_Work required_
What is needed here is an exact copy of every entry.

-- START OF Exercise materials --

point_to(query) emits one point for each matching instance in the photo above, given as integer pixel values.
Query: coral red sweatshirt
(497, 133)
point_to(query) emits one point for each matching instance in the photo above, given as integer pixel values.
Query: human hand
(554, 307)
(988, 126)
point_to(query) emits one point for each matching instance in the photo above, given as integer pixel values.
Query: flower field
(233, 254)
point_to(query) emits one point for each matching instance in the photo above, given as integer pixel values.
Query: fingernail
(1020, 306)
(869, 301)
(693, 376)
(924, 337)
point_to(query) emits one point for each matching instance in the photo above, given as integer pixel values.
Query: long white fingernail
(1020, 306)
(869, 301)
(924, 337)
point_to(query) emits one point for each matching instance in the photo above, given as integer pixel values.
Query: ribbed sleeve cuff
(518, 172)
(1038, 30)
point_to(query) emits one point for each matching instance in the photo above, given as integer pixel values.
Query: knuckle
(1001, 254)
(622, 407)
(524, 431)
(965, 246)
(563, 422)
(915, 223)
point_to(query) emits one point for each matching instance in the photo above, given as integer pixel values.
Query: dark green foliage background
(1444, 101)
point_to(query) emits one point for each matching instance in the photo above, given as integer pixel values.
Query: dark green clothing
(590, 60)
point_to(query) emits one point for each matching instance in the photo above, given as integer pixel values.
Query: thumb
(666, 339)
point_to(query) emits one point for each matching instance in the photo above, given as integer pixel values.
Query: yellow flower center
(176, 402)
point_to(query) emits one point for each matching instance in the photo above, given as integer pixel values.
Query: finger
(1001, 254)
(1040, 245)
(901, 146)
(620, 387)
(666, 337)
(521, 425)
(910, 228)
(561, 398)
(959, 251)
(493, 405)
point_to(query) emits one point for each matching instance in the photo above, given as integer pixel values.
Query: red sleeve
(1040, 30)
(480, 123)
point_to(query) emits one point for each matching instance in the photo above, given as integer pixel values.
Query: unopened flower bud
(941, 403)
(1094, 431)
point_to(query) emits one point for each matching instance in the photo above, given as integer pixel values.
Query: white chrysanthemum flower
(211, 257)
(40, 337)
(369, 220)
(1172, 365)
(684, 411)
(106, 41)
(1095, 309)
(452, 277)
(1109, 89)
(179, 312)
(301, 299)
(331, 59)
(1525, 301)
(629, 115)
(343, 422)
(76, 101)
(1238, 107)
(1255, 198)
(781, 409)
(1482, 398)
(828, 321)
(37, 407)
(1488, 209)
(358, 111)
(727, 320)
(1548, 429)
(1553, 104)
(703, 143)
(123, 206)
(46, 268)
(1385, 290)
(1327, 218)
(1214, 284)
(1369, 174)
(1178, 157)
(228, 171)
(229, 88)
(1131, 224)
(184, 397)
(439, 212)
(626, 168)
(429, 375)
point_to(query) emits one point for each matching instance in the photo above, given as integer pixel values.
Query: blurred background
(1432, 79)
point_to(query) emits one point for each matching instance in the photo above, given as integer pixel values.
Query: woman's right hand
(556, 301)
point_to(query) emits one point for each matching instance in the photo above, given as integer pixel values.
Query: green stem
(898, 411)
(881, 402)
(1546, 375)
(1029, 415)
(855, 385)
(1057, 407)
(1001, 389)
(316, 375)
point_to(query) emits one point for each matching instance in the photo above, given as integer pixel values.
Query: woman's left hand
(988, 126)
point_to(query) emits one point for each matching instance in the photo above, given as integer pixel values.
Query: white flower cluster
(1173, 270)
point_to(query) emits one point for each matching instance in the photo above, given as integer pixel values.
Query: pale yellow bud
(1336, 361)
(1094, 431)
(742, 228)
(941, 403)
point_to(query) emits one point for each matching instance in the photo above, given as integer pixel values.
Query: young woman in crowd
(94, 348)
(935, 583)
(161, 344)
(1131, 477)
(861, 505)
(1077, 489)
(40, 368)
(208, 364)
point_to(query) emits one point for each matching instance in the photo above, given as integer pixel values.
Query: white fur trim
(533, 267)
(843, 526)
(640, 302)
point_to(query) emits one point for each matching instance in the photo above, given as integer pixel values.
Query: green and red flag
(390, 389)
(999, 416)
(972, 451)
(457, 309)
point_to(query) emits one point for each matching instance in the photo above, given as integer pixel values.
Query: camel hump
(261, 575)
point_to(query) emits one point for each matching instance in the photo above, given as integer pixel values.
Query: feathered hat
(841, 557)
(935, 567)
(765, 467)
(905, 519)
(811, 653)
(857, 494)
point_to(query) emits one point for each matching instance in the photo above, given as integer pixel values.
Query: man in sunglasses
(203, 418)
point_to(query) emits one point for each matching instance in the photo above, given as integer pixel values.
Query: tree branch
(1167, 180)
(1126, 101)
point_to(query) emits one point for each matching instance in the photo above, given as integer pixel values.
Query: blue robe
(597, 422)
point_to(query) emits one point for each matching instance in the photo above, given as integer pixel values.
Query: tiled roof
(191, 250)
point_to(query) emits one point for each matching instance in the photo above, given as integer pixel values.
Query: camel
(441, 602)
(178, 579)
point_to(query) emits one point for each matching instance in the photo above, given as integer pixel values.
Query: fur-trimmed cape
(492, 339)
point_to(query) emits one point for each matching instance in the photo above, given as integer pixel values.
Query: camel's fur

-- END OF Exercise materials --

_Task answer_
point_to(query) emits one point for each matching instance in the photo above, given as integer pixel values.
Query: coral red sweatshirt
(497, 133)
point_to(query) emits one point for each matching instance in the photo above, given as integer pixel values.
Query: human hand
(554, 307)
(988, 126)
point_to(query) emits one point for each matching instance in the photo above, given as integer pixel values.
Query: flower field
(233, 254)
point_to(query) emits one point for each matching instance in the photo above, given as integer pixel values.
Query: fingernail
(1020, 306)
(869, 301)
(693, 376)
(924, 337)
point_to(query) emits one point for each matching instance in the photo above, given as integer pixel values.
Query: long white fingernail
(1020, 306)
(869, 301)
(924, 337)
point_to(query) emits one point for each matching instance in the photo above, given as integer pixel values.
Query: ribbed sleeve cuff
(518, 172)
(1038, 30)
point_to(query) emits one point for each matching instance in the photo above, given as integer pixel values.
Query: knuckle
(1001, 254)
(622, 407)
(524, 431)
(965, 246)
(563, 422)
(915, 223)
point_to(query) emits one point for each matching instance in the photo above, given as integer pixel values.
Query: dark green foliage background
(1444, 101)
point_to(query) emits one point for each matching instance in the photo above, given as integer pixel values.
Query: dark green clothing
(590, 60)
point_to(query) emits one point for each matching instance in the photo above, given as integer pixel values.
Query: thumb
(666, 339)
point_to(query) emits one point for each matching instance in the photo above, given as integer pixel values.
Query: yellow flower center
(176, 402)
point_to(query) emits one point for each matching instance in the photo above, given as integer pixel values.
Query: finger
(1001, 254)
(1040, 245)
(901, 146)
(620, 387)
(666, 337)
(521, 425)
(910, 228)
(561, 398)
(959, 251)
(493, 405)
point_to(query) emits one point for each matching instance in the photo above, given as integer pixel values.
Query: red sleeve
(1040, 30)
(480, 123)
point_to(query) emits one point for each matching instance in the photo above, given as integer pixel values.
Query: unopened flower bud
(941, 403)
(1094, 431)
point_to(query) emits one point for each matching instance in the photo above, given as integer pixel values.
Query: white chrysanthemum flower
(211, 257)
(40, 337)
(369, 220)
(1172, 365)
(684, 411)
(106, 41)
(1095, 309)
(452, 277)
(1109, 89)
(179, 312)
(301, 299)
(331, 59)
(1525, 301)
(629, 115)
(343, 422)
(76, 101)
(1238, 107)
(1255, 198)
(781, 409)
(1482, 398)
(828, 321)
(37, 407)
(1488, 209)
(358, 111)
(727, 320)
(1548, 429)
(1553, 104)
(703, 143)
(123, 206)
(46, 268)
(1385, 290)
(1327, 218)
(1214, 284)
(1369, 174)
(1178, 157)
(228, 171)
(229, 88)
(1131, 224)
(184, 397)
(439, 212)
(626, 168)
(429, 375)
point_to(query) emits one point for each matching instance in the photo above, given as integer pixel values.
Query: blurred background
(1432, 79)
point_to(query) emits one point for each matching instance in the photo above, given as integer pixel values.
Query: woman's right hand
(556, 301)
point_to(query) emits one point for each matching instance in the photo above, given as integer pixel values.
Query: green stem
(898, 411)
(881, 402)
(1546, 375)
(1029, 415)
(855, 385)
(1057, 407)
(1001, 389)
(316, 375)
point_to(query) emits one point for each matching instance in the photo above, given as integer pixel values.
Query: woman's left hand
(988, 126)
point_to(query) emits one point for each matching instance in the photo above, given as integer pixel values.
Query: white flower cluster
(1173, 270)
point_to(query) emits one point for each matching instance in the photo above, given as integer pixel values.
Query: pale yellow bud
(1336, 361)
(1094, 431)
(742, 228)
(941, 403)
point_to(query) emits one point for each matching instance in the photo above, given as integer pixel values.
Query: young woman in crowd
(94, 348)
(935, 583)
(161, 344)
(1131, 477)
(861, 505)
(1077, 489)
(40, 368)
(208, 364)
point_to(query) emits one point for each matching instance in the photo above, given as integer pixel values.
Query: white fur trim
(533, 267)
(843, 526)
(640, 302)
point_to(query) emits one point for each matching instance in the photo above, given as integer pixel values.
Query: green and red flag
(390, 389)
(999, 416)
(972, 451)
(457, 309)
point_to(query) emits one point for each matching instance in the photo above, given as integer pixel values.
Query: camel hump
(261, 575)
point_to(query) emits one point for each matching instance in the photo above, given as integer pixel values.
Query: feathered hat
(841, 557)
(935, 567)
(765, 467)
(905, 519)
(811, 653)
(857, 494)
point_to(query) emits one point for each matching instance in the photo above, given as integer pixel values.
Query: man in sunglasses
(203, 418)
point_to(query) emits one point for each matching instance in the photo above, given as integer pixel values.
Query: tree branch
(1167, 180)
(1126, 101)
point_to(query) emits one point for each matching instance in the photo above, given as integer pixel values.
Query: blue robe
(597, 422)
point_to(query) emits one point for each matching instance in the photo above, given as integer pixel values.
Query: tiled roof
(191, 250)
point_to(query) emits one point for each matching instance in the photo above, given as integer pixel values.
Query: camel
(441, 602)
(178, 579)
point_to(query) emits one point for each matching instance in the photo above, given as integer pixel values.
Query: fur-trimmed cape
(492, 339)
point_to(query) emits one point for each matching instance in the photo above, given as integer pixel values.
Query: camel's fur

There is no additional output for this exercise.